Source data
++++++++++
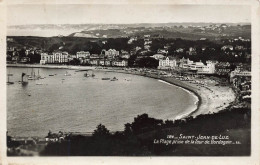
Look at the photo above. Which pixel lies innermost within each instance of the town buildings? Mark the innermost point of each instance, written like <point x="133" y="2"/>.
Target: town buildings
<point x="157" y="56"/>
<point x="82" y="54"/>
<point x="167" y="63"/>
<point x="54" y="58"/>
<point x="111" y="53"/>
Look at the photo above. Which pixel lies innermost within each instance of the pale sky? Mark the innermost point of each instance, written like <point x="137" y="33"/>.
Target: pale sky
<point x="117" y="14"/>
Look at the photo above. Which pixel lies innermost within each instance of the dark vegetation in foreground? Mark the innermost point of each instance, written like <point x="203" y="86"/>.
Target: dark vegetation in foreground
<point x="137" y="139"/>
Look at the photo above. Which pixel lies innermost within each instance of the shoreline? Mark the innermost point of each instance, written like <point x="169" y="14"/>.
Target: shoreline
<point x="202" y="104"/>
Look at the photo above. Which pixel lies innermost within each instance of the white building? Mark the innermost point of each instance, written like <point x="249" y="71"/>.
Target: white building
<point x="55" y="57"/>
<point x="167" y="63"/>
<point x="111" y="53"/>
<point x="122" y="63"/>
<point x="82" y="54"/>
<point x="157" y="56"/>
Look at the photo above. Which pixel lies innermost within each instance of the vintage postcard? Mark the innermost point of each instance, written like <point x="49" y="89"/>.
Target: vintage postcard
<point x="135" y="82"/>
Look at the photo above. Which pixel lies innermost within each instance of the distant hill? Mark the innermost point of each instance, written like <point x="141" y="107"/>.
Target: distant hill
<point x="112" y="30"/>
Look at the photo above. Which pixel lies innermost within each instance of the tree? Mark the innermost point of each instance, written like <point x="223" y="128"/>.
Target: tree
<point x="101" y="131"/>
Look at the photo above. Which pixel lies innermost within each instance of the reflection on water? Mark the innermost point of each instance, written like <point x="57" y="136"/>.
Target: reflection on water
<point x="78" y="103"/>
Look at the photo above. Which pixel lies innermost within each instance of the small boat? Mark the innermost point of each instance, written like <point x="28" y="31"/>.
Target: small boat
<point x="30" y="78"/>
<point x="67" y="74"/>
<point x="114" y="79"/>
<point x="24" y="83"/>
<point x="86" y="75"/>
<point x="9" y="82"/>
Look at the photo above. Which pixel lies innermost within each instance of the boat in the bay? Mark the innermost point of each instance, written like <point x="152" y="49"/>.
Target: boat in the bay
<point x="23" y="81"/>
<point x="67" y="74"/>
<point x="9" y="82"/>
<point x="86" y="75"/>
<point x="114" y="79"/>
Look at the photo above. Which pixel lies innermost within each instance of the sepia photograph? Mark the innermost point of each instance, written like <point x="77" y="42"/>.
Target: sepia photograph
<point x="128" y="80"/>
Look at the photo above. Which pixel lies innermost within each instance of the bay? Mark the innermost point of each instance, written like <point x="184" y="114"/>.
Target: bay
<point x="78" y="104"/>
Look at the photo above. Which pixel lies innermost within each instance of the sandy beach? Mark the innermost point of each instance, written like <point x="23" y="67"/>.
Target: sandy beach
<point x="212" y="98"/>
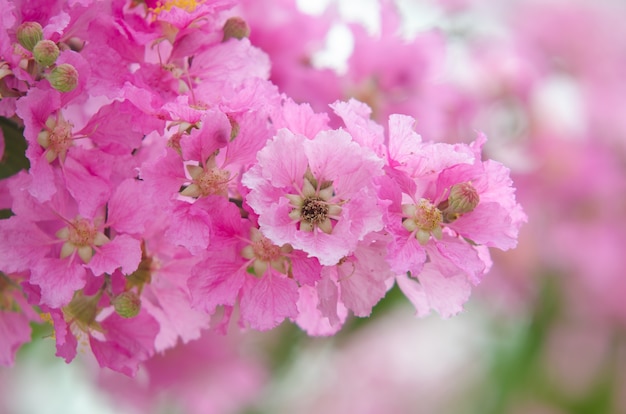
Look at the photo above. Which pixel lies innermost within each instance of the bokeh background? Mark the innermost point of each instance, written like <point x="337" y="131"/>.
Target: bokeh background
<point x="543" y="334"/>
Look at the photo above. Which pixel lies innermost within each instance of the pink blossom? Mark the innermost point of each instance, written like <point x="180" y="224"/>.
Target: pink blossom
<point x="243" y="266"/>
<point x="296" y="176"/>
<point x="15" y="317"/>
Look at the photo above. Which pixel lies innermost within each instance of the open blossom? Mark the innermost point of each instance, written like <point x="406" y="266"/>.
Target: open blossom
<point x="244" y="267"/>
<point x="309" y="194"/>
<point x="448" y="206"/>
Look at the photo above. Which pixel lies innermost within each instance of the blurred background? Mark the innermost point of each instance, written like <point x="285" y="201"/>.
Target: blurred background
<point x="543" y="334"/>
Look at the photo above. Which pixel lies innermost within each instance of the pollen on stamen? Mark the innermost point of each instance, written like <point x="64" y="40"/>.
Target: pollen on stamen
<point x="205" y="182"/>
<point x="314" y="208"/>
<point x="187" y="5"/>
<point x="56" y="138"/>
<point x="80" y="237"/>
<point x="265" y="254"/>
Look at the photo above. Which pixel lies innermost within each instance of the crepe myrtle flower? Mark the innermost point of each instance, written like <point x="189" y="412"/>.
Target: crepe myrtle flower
<point x="310" y="195"/>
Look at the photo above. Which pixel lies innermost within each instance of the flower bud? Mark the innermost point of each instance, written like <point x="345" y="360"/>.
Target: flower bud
<point x="237" y="28"/>
<point x="29" y="34"/>
<point x="64" y="78"/>
<point x="127" y="304"/>
<point x="463" y="199"/>
<point x="45" y="53"/>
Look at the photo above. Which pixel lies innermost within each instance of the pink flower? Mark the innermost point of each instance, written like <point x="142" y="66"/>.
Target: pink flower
<point x="443" y="195"/>
<point x="243" y="266"/>
<point x="15" y="317"/>
<point x="59" y="246"/>
<point x="309" y="194"/>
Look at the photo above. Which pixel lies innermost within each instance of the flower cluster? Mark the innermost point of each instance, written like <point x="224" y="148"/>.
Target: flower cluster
<point x="172" y="188"/>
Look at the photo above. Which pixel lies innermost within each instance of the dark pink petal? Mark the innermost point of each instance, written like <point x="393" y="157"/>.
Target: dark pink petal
<point x="58" y="279"/>
<point x="216" y="281"/>
<point x="311" y="319"/>
<point x="123" y="252"/>
<point x="446" y="295"/>
<point x="22" y="244"/>
<point x="265" y="303"/>
<point x="128" y="342"/>
<point x="128" y="208"/>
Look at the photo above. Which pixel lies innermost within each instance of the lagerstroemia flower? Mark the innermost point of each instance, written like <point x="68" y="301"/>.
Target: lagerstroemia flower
<point x="316" y="194"/>
<point x="172" y="187"/>
<point x="447" y="206"/>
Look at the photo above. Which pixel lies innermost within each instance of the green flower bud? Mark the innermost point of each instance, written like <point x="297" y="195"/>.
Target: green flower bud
<point x="29" y="34"/>
<point x="45" y="53"/>
<point x="127" y="304"/>
<point x="64" y="77"/>
<point x="237" y="28"/>
<point x="463" y="199"/>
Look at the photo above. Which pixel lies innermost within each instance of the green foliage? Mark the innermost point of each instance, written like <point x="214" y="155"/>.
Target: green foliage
<point x="14" y="157"/>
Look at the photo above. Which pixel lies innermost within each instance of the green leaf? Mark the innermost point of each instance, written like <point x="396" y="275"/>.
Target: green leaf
<point x="14" y="157"/>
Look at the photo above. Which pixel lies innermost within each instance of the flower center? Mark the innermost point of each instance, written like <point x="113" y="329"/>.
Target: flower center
<point x="265" y="254"/>
<point x="314" y="207"/>
<point x="80" y="237"/>
<point x="207" y="181"/>
<point x="187" y="5"/>
<point x="56" y="138"/>
<point x="314" y="210"/>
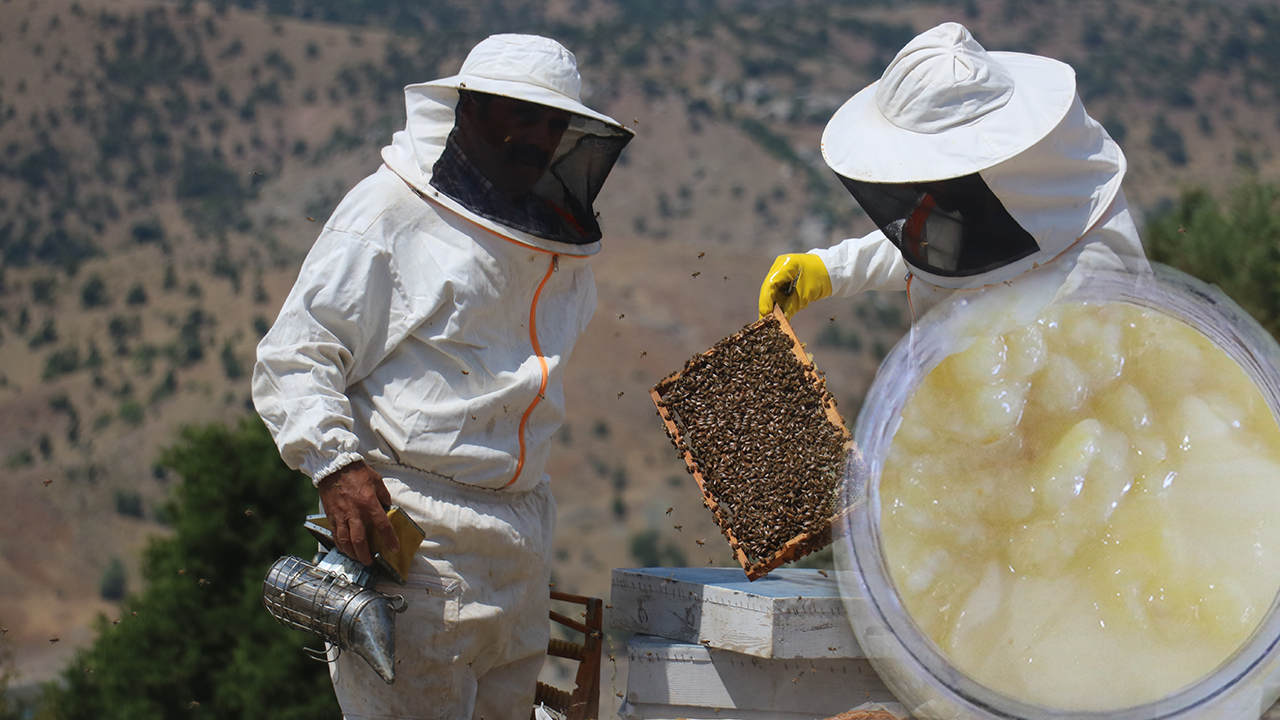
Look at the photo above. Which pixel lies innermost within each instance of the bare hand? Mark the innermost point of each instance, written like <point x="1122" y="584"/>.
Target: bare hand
<point x="353" y="499"/>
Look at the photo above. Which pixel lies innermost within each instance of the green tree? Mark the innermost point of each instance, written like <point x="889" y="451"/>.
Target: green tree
<point x="196" y="643"/>
<point x="1234" y="245"/>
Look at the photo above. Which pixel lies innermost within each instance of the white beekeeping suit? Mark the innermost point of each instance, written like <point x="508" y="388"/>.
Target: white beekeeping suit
<point x="419" y="360"/>
<point x="977" y="168"/>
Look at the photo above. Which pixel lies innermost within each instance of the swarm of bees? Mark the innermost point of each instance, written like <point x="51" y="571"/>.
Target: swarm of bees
<point x="760" y="433"/>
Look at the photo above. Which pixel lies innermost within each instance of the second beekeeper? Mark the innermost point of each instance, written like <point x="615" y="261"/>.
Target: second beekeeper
<point x="977" y="168"/>
<point x="419" y="360"/>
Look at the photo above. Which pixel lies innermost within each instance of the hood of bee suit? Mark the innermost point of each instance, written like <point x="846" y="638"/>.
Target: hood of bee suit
<point x="534" y="69"/>
<point x="945" y="108"/>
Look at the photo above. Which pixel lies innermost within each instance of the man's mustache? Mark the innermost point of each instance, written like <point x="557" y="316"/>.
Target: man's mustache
<point x="526" y="155"/>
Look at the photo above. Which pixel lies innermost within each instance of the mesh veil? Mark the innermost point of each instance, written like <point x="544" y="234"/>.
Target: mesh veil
<point x="561" y="205"/>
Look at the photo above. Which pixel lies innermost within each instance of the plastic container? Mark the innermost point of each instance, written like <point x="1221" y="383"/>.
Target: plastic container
<point x="912" y="665"/>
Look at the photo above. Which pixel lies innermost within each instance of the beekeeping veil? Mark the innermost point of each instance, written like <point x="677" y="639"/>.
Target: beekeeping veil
<point x="977" y="165"/>
<point x="557" y="214"/>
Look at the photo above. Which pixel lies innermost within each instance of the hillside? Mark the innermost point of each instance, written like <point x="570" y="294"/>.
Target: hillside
<point x="165" y="165"/>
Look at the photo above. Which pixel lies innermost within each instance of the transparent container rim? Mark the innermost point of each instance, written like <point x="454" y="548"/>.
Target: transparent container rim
<point x="1169" y="291"/>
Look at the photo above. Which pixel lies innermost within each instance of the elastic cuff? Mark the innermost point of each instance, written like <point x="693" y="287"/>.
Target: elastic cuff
<point x="338" y="463"/>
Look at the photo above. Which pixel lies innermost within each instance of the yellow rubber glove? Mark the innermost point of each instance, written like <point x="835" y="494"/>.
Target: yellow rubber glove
<point x="794" y="282"/>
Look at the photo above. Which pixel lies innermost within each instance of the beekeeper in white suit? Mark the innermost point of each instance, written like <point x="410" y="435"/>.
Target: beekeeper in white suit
<point x="977" y="168"/>
<point x="420" y="360"/>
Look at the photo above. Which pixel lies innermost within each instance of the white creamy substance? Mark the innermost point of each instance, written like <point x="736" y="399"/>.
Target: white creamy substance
<point x="1086" y="513"/>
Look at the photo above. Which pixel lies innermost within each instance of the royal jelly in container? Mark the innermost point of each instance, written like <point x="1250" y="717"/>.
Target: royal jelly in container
<point x="1068" y="505"/>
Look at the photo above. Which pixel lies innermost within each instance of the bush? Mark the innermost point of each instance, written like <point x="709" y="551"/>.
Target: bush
<point x="137" y="295"/>
<point x="46" y="335"/>
<point x="94" y="294"/>
<point x="44" y="291"/>
<point x="1234" y="245"/>
<point x="131" y="411"/>
<point x="128" y="504"/>
<point x="196" y="636"/>
<point x="232" y="365"/>
<point x="114" y="580"/>
<point x="1168" y="140"/>
<point x="62" y="363"/>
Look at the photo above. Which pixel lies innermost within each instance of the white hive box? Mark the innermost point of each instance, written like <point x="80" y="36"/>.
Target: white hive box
<point x="789" y="614"/>
<point x="668" y="679"/>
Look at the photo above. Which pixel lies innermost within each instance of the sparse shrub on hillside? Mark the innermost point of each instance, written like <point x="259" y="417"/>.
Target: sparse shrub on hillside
<point x="145" y="356"/>
<point x="213" y="192"/>
<point x="94" y="294"/>
<point x="62" y="404"/>
<point x="1234" y="245"/>
<point x="191" y="337"/>
<point x="62" y="361"/>
<point x="137" y="295"/>
<point x="120" y="329"/>
<point x="136" y="669"/>
<point x="128" y="504"/>
<point x="44" y="290"/>
<point x="114" y="582"/>
<point x="232" y="365"/>
<point x="225" y="268"/>
<point x="165" y="388"/>
<point x="131" y="411"/>
<point x="48" y="333"/>
<point x="149" y="231"/>
<point x="1168" y="140"/>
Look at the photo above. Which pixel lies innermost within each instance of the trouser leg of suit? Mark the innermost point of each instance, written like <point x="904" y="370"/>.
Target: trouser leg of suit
<point x="474" y="637"/>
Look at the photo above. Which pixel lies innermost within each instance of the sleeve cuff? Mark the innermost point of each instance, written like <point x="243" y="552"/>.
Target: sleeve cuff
<point x="319" y="469"/>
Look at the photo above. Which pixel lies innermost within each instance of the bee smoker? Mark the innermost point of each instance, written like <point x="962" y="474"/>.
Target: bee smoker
<point x="334" y="597"/>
++++++++++
§ **Brief**
Write out the items again, requests included, starting at the line that contains "of the sleeve" and ending at the last line of the items. Add 103 to every x and y coordinate in the answer points.

§ **Written solution**
Look at the photo above. Which pixel lies innermost within each instance of the sleeve cuff? Mark the innermost point of each instance, written like <point x="243" y="552"/>.
Target: sleeve cuff
<point x="422" y="572"/>
Look at the photo above. Which pixel lies innermost within each instance of the bee smoker? Mark the innermost point of each instance, written like <point x="962" y="474"/>.
Target: bee smoker
<point x="437" y="700"/>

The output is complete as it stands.